> _PASSAGE PROVIDED_:
+-------+

If you want white-collar and blue-collar workers to unite, just try taking away the cocktail hour they enjoy on the train ride home after a long day's work.
When the Metropolitan Transportation Authority in New York proposed a ban on alcohol on the trains and platforms of the Long Island and Metro-North railroads, thousands of blue-collar and white-collar workers objected, the New York Times reports.
The commuters fought the proposal by signing petitions and writing to the authority. Their campaign looks like it will be a successful one. The MTA is set to ditch the plan to ban the commuters' cocktail hour, the newspaper reports.
Currently, commuters can purchase a drink before they board their homeward bound trains at Grand Central Terminal. The bartenders are employed by Metro-North railroad. Some trains on the New Haven line of Metro-North also have bar cars.
"It's one of the things that makes this slog north or east palatable," Richard Shea, who enjoys a Bud Light during his commute home from work, tells the newspaper.
Who wanted to bring an end to commuters' cocktail hour? Mitchell H. Pally, a board member from Long Island , suggested the ban because of concerns over liability for a commuter who drives after drinking on the train, the newspaper reports.
How much drinking goes on during the cocktail hour? Well, police tell the newspaper that while there were 994 cases of extreme drunkenness requiring medical attention last year on the Long Island and Metro-North railroads, almost all of those cases involved individuals who had done a bulk of their drinking before boarding the train.

+-------+

> _DATA EXTRACT_:
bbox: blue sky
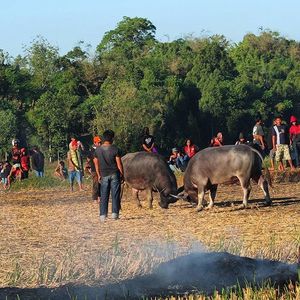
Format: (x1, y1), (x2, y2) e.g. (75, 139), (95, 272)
(0, 0), (300, 56)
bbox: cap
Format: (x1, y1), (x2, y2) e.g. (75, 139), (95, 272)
(94, 135), (101, 144)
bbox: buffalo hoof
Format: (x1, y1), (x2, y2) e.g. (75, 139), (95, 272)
(196, 205), (204, 212)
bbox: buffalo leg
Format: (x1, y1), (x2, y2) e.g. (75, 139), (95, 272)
(208, 184), (218, 208)
(239, 178), (251, 207)
(132, 189), (142, 208)
(258, 175), (272, 205)
(147, 189), (153, 209)
(196, 187), (205, 211)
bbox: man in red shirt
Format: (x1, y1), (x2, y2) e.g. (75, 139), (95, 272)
(289, 116), (300, 167)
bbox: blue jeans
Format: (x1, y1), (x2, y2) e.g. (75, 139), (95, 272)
(69, 171), (82, 184)
(100, 173), (121, 216)
(34, 170), (44, 177)
(291, 143), (300, 167)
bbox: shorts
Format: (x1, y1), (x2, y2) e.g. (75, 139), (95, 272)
(269, 149), (276, 159)
(275, 145), (291, 162)
(69, 171), (82, 183)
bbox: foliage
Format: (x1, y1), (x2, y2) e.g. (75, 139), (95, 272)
(0, 17), (300, 155)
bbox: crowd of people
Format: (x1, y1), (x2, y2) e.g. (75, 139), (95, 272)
(0, 116), (300, 221)
(168, 116), (300, 171)
(0, 139), (45, 189)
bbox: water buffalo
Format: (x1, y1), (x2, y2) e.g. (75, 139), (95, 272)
(122, 152), (177, 208)
(179, 145), (272, 211)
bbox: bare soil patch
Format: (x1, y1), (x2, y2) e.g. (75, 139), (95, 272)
(0, 179), (300, 287)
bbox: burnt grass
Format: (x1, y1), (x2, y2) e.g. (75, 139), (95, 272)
(0, 174), (300, 299)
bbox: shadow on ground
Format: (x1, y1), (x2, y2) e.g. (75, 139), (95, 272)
(0, 252), (298, 300)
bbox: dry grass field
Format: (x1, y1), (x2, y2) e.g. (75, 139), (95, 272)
(0, 173), (300, 299)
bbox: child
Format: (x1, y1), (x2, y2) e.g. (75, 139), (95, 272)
(54, 160), (68, 180)
(20, 148), (30, 179)
(1, 161), (12, 190)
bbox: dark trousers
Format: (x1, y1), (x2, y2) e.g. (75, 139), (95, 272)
(100, 173), (121, 216)
(92, 172), (101, 200)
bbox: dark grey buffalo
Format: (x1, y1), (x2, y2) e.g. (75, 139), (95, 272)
(181, 145), (272, 211)
(122, 152), (177, 208)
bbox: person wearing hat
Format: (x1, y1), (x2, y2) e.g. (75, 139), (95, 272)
(272, 116), (295, 171)
(252, 116), (266, 151)
(235, 132), (246, 145)
(168, 147), (184, 172)
(289, 116), (300, 167)
(87, 135), (101, 203)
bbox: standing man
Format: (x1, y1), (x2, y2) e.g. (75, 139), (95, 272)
(94, 130), (124, 222)
(31, 146), (45, 177)
(67, 140), (84, 192)
(252, 116), (265, 151)
(88, 136), (101, 203)
(142, 127), (157, 153)
(272, 117), (295, 171)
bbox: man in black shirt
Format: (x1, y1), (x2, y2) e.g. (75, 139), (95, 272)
(142, 127), (157, 153)
(88, 136), (101, 202)
(94, 130), (123, 221)
(31, 146), (45, 177)
(272, 117), (295, 170)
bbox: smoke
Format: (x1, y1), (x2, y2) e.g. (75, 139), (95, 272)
(0, 241), (297, 299)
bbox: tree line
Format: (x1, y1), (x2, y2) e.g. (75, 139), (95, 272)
(0, 17), (300, 157)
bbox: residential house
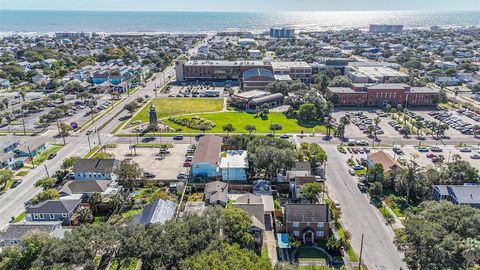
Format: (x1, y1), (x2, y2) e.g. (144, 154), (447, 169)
(252, 180), (272, 196)
(432, 184), (480, 208)
(220, 150), (248, 181)
(0, 221), (66, 248)
(290, 176), (317, 200)
(230, 193), (275, 250)
(32, 74), (49, 84)
(204, 181), (228, 206)
(60, 180), (118, 197)
(191, 135), (222, 177)
(73, 159), (117, 180)
(0, 78), (10, 89)
(133, 199), (177, 225)
(25, 196), (81, 225)
(284, 203), (330, 244)
(286, 161), (312, 180)
(367, 150), (401, 172)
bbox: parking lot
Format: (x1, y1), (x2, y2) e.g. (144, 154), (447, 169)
(107, 144), (189, 180)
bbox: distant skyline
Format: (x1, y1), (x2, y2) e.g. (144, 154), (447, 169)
(0, 0), (480, 12)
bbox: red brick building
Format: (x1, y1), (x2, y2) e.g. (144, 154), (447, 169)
(327, 83), (436, 106)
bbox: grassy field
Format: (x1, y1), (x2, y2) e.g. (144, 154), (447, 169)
(165, 112), (325, 134)
(130, 98), (223, 125)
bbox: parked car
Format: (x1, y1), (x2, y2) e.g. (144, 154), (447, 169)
(10, 179), (22, 188)
(173, 135), (183, 141)
(470, 154), (480, 159)
(353, 165), (365, 171)
(143, 172), (156, 178)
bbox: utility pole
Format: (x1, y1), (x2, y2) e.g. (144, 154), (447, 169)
(358, 233), (363, 269)
(43, 164), (50, 178)
(87, 135), (92, 152)
(22, 114), (27, 136)
(27, 146), (35, 168)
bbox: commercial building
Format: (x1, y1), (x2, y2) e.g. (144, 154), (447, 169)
(327, 83), (437, 106)
(175, 60), (272, 81)
(347, 66), (408, 83)
(270, 27), (295, 38)
(242, 68), (275, 91)
(370, 24), (403, 34)
(271, 61), (312, 83)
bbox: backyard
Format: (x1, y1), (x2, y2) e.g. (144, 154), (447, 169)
(164, 112), (325, 133)
(127, 98), (223, 126)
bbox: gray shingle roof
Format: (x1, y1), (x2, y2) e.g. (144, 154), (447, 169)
(285, 203), (328, 222)
(62, 180), (112, 194)
(73, 159), (116, 173)
(192, 135), (223, 164)
(26, 199), (81, 214)
(133, 200), (177, 225)
(0, 221), (62, 242)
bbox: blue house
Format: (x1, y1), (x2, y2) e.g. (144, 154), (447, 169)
(192, 135), (222, 177)
(73, 159), (117, 180)
(25, 198), (81, 226)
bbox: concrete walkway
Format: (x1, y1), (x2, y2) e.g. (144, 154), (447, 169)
(263, 231), (278, 265)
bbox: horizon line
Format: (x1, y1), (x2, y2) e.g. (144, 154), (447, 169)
(0, 8), (480, 13)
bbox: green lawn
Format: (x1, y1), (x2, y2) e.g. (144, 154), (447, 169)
(130, 98), (223, 125)
(33, 145), (62, 165)
(297, 247), (327, 261)
(165, 112), (325, 134)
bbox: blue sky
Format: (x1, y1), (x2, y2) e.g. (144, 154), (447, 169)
(0, 0), (480, 11)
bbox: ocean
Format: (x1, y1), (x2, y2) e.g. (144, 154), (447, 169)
(0, 10), (480, 34)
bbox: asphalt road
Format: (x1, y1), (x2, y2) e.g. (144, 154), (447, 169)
(322, 144), (406, 270)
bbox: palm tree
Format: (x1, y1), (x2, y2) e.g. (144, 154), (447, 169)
(415, 121), (424, 139)
(245, 125), (257, 135)
(88, 193), (102, 213)
(462, 238), (480, 270)
(397, 162), (420, 203)
(222, 124), (235, 137)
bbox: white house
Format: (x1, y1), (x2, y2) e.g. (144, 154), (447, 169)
(192, 136), (222, 177)
(220, 150), (248, 181)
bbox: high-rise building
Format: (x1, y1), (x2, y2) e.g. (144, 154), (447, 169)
(270, 27), (295, 38)
(370, 24), (403, 34)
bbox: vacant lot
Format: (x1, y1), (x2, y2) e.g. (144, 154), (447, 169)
(130, 98), (223, 122)
(164, 112), (325, 133)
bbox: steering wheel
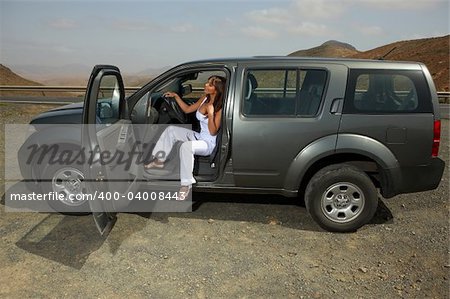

+-------+

> _TASKS TO COMPLETE_:
A: From the article on the proposed commuter-train alcohol ban, reproduce word for word the passage from "The commuters fought" to "tells the newspaper.".
B: Name every railroad or rail line mentioned in the article on the proposed commuter-train alcohol ban.

> _PER-TASK OUTPUTS_:
A:
The commuters fought the proposal by signing petitions and writing to the authority. Their campaign looks like it will be a successful one. The MTA is set to ditch the plan to ban the commuters' cocktail hour, the newspaper reports.
Currently, commuters can purchase a drink before they board their homeward bound trains at Grand Central Terminal. The bartenders are employed by Metro-North railroad. Some trains on the New Haven line of Metro-North also have bar cars.
"It's one of the things that makes this slog north or east palatable," Richard Shea, who enjoys a Bud Light during his commute home from work, tells the newspaper.

B:
- Long Island railroad
- Metro-North railroad
- New Haven line of Metro-North